• _Excerpted text_:
Manithan () is a 1987 Indian Tamil-language masala film directed by S. P. Muthuraman, starring Rajinikanth, Rupini and Raghuvaran, with Senthil, Delhi Ganesh and Srividya. It was released 21 October 1987, and emerged a silver jubilee hit.

Plot 

The story revolves around Raja, who grows up in juvenile detention due to hitting his teacher by a table weight for falsely calling him a thief due to the only reason he was born on a No Moon Day. He was born to a superstitious father who believes that a person born on a No Moon Day will surely turn criminal. When his imprisonment years are over, he joins the People Welfare Organisation in a local community and helps the needy people. In due course, he gets enemies due to his good deeds. The rest of the story forms on how Raja succeeds over his enemies and disproves the false claims on him and the superstitions and prejudice that surrounded him.

• _Record excerpts_:
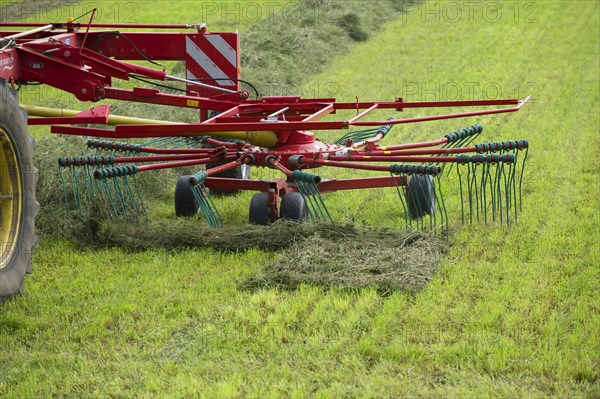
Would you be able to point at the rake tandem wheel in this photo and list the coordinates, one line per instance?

...

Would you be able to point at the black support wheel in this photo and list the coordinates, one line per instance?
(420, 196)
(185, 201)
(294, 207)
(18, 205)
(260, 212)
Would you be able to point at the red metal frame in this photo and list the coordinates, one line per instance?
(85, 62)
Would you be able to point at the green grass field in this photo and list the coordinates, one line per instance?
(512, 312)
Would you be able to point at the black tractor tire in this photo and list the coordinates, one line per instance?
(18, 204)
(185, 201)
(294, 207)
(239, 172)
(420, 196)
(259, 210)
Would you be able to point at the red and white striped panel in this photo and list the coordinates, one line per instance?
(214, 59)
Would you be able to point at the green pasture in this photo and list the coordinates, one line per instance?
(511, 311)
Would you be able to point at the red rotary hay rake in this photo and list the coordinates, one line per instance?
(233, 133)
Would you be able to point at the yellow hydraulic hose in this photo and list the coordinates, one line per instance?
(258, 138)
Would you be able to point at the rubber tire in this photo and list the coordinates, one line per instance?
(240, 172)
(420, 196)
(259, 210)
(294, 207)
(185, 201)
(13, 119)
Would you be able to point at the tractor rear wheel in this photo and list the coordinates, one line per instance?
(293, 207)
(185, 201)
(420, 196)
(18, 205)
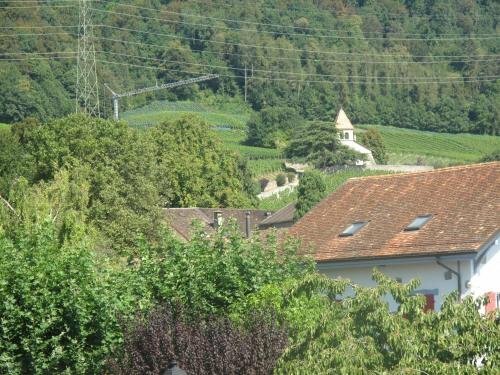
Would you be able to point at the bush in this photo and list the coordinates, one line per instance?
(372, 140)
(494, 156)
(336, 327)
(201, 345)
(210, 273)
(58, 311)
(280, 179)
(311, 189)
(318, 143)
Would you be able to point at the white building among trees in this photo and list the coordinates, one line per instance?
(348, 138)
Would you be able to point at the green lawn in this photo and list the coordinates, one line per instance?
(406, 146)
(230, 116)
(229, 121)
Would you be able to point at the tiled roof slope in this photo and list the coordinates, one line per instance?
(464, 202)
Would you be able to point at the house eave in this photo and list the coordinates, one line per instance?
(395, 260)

---

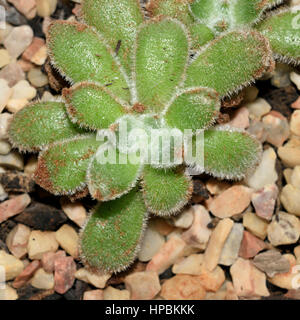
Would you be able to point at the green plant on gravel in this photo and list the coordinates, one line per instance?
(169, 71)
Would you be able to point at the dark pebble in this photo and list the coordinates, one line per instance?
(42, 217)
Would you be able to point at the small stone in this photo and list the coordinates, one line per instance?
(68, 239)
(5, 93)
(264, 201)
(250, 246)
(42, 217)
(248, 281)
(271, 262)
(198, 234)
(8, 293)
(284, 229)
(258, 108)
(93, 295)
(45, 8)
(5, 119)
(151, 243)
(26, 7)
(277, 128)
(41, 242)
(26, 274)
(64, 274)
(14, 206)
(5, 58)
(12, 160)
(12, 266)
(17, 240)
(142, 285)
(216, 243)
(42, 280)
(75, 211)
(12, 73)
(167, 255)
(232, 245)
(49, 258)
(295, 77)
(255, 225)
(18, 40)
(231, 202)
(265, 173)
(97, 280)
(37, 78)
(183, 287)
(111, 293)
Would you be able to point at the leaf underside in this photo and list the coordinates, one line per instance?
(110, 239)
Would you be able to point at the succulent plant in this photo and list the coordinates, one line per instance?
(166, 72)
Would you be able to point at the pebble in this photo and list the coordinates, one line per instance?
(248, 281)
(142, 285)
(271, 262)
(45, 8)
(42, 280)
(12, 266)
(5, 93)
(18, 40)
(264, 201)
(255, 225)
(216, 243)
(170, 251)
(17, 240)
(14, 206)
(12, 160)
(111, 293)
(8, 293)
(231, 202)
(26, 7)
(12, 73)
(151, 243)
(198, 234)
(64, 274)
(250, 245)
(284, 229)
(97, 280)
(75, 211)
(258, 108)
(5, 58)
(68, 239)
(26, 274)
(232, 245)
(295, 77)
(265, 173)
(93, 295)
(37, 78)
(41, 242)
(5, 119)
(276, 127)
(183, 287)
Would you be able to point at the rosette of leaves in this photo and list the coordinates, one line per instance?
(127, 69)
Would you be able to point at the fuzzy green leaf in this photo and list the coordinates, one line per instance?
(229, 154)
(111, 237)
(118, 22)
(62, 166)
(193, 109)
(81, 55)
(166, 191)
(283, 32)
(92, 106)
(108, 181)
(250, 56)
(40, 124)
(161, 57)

• _Goals_:
1) Show every line of the records that contains the word "leaf".
2) Carry on the article on the film Manithan from the point where it stops.
The article on the film Manithan has no connection to the records.

• _Answers by task_:
1)
Would you be able to point at the leaf underside in this photo and list the coordinates, one line per instance?
Would you be able to point at the fuzzy green leaf in this photo and list the coordinates, one line per instance?

2)
Cast 
 Rajinikanth as Raja
 Rupini as Ruba
 Raghuvaran as Kumaravelu
 Srividya as Lakshmi, Raja's elder sister
 Jai Ganesh as Sridhar
 Madhuri as Indra
 Vinu Chakravarthy as Rathnavelu
 Cho Ramaswamy as Ponnambalam
 Senthil as Arivu
G. Srinivasan as Chinnaya
 Delhi Ganesh as Marimuthu

Production 
V. C. Guhanathan developed a story named Amavasayil Pirandha Oruvanin Kadhai () which Panchu Arunachalam expanded into a screenplay. With Rajinikanth cast in the lead role, AVM titled the film Manithan () as they felt Rajinikanth was a fantastic man. Distributors objected to the title as there was previously a play of the same name staged by TKS Brothers, but AVM refused to change the title of their film. Rupini accepted to star in Manithan after another film she was doing, Sir I Love You, was shelved.

Soundtrack 
The music was composed by Chandrabose. Lyrics for this film were written by Vairamuthu.

Release and reception 
Manithan was released 21 October 1987, Diwali day. Despite facing competition from Nayakan, released on the same day, it emerged more successful, and a silver jubilee hit. N. Krishnaswamy of The Indian Express wrote, "It is a no-holds-barred commercial film, but the formula works." Jayamanmadhan of Kalki, however, reviewed the film more negatively for being too formulaic.

Legacy 
Manithan was screened alongside other films of Rajinikanth like Murattu Kaalai, Pokkiri Raja, Paayum Puli at Albert theatre, on the occasion of his birthday on 12 December 2012. The film's title inspired that of a 2016 film.

References

Bibliography

External links 
 
 

1980s masala films
1980s Tamil-language films
1987 films
AVM Productions films
Films about superstition
Films directed by S. P. Muthuraman
Films scored by Chandrabose (composer)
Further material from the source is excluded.